*Task details*. Can you write out the text on Shaklee Corporation from "In March 1989, Shaklee" up to and including "percent ownership threshold.", substituting "one-time dividend" for "special dividend"?

In March 1989, Shaklee Corporation received an unsolicited acquisition proposal from a group led by Minneapolis financier, Irwin L. Jacobs. At the time, analysts estimated Shaklee Corporation's potential leveraged buyout at $35 a share. The Jacobs group had acquired a 14.98 percent stake in the company. Shaklee declared a special dividend of $20 a share. Some observers viewed this as a "poison pill" defense against the takeover, although the company stated otherwise. Shaklee's corporate bylaws included provisions that were triggered when an investor reached a 15 percent ownership threshold.

Shortly after, Jacobs increased his stake, however Shaklee Corporation subsequently announced its acquisition by Yamanouchi Pharmaceutical for $28 per share in a deal valued at approximately $395 million. Yamanouchi's existing partnership with Shaklee Japan was cited as a factor in the acquisition. Following the announcement, Jacobs declined to challenge the offer and the acquisition was finalized, making Shaklee a privately held company. In 2000, the company moved its headquarters from San Francisco to Pleasanton, California.

In 2004, Yamanouchi sold Shaklee Corporation to American multi-millionaire Roger Barnett, managing partner of Activated Holdings LLC and a member of the Wolfson family, for $310 million. Around the same time, Bear Creek and the Harry and David line was sold to investment firm Wasserstein Perella & Co. for $260 million.

Shaklee has made environmental sustainability a part of its public brand messaging. In 2022, the company announced the launch of a body care collection described as "clean" and “anti-aging.”

==FTC actions==

In 1974, Shaklee Corporation agreed to stop marketing its product "Instant Protein" as suitable for infants and to discontinue claims that misrepresented the product's protein content, following an order from the Federal Trade Commission (FTC). In 1976, the FTC sanctioned Shaklee again for pressuring its distributors to maintain or advertise suggested retail prices.

==Controversy about Shaklee Distributors==

In 2012, New England distributor John "Jack" William Cranney was charged with using the reputation of his 45-year affiliation with Shaklee to solicit financial investments from other Shaklee distributors for non-Shaklee investments, beginning in 2002. In July 2012, the Massachusetts Securities Division charged Cranney with implementing a financial investment Ponzi scheme to defraud 36 victims in multiple states of roughly $10.4 million and for using the funds for personal gain. Shaklee immediately suspended distributor payments to Cranney estimated at $45,000 per month. Several victims sued Cranney to recover damages and he sought federal bankruptcy protection for his home, valued at $3 million. Cranney lost the battle for his home and the proceeds from the sale were used to satisfy the claims of some of his alleged victims. In September 2014, the FBI arrested Cranney in El Paso, Texas and charged him with four counts of wire fraud, 16 counts of mail fraud, and three counts of money laundering.

(Stored data entries)

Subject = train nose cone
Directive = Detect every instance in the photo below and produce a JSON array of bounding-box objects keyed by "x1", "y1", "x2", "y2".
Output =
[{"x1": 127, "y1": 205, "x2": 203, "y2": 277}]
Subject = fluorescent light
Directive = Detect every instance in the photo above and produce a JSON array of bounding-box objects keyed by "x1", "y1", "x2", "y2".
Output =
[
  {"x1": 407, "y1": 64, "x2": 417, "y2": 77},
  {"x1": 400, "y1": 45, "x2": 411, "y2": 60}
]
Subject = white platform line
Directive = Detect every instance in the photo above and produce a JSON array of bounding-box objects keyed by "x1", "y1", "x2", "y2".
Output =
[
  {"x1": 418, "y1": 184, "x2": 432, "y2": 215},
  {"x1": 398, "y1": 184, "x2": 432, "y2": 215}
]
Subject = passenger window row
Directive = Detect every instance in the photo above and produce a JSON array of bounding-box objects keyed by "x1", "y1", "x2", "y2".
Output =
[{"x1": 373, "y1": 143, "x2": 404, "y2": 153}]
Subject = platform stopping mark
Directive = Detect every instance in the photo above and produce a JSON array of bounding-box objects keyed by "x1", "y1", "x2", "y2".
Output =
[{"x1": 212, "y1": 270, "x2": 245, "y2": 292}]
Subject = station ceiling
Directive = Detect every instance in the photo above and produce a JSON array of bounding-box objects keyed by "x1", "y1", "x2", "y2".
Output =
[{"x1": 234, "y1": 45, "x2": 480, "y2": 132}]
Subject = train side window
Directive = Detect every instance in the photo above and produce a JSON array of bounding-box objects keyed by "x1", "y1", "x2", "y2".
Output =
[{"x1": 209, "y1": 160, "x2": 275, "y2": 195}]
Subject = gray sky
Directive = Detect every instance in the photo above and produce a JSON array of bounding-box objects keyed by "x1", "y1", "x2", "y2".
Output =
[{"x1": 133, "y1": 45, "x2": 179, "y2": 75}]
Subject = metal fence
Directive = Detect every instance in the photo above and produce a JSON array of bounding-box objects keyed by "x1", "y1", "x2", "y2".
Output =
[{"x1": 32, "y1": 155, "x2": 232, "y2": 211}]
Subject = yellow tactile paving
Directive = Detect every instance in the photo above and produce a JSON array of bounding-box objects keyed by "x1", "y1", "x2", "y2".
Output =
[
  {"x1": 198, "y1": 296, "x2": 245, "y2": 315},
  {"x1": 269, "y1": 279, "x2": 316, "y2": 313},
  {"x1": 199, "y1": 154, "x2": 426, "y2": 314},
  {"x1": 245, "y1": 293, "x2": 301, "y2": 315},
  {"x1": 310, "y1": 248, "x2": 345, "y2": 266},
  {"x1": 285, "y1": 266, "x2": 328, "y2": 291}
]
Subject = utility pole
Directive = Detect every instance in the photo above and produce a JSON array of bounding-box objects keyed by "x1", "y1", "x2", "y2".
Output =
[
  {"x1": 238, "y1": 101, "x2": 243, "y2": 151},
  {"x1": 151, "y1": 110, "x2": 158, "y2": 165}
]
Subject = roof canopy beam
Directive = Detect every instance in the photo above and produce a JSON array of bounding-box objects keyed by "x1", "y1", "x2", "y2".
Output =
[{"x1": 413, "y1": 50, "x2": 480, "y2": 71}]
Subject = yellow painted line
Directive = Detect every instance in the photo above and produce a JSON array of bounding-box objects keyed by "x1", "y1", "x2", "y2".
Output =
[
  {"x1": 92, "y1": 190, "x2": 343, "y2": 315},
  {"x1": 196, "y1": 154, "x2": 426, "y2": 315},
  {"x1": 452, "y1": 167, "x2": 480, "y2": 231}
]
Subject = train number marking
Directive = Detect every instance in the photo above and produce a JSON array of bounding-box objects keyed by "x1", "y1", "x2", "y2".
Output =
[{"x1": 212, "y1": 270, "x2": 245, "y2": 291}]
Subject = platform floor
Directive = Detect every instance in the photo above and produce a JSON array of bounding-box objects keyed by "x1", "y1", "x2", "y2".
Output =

*Solution*.
In March 1989, Shaklee Corporation received an unsolicited acquisition proposal from a group led by Minneapolis financier, Irwin L. Jacobs. At the time, analysts estimated Shaklee Corporation's potential leveraged buyout at $35 a share. The Jacobs group had acquired a 14.98 percent stake in the company. Shaklee declared a one-time dividend of $20 a share. Some observers viewed this as a "poison pill" defense against the takeover, although the company stated otherwise. Shaklee's corporate bylaws included provisions that were triggered when an investor reached a 15 percent ownership threshold.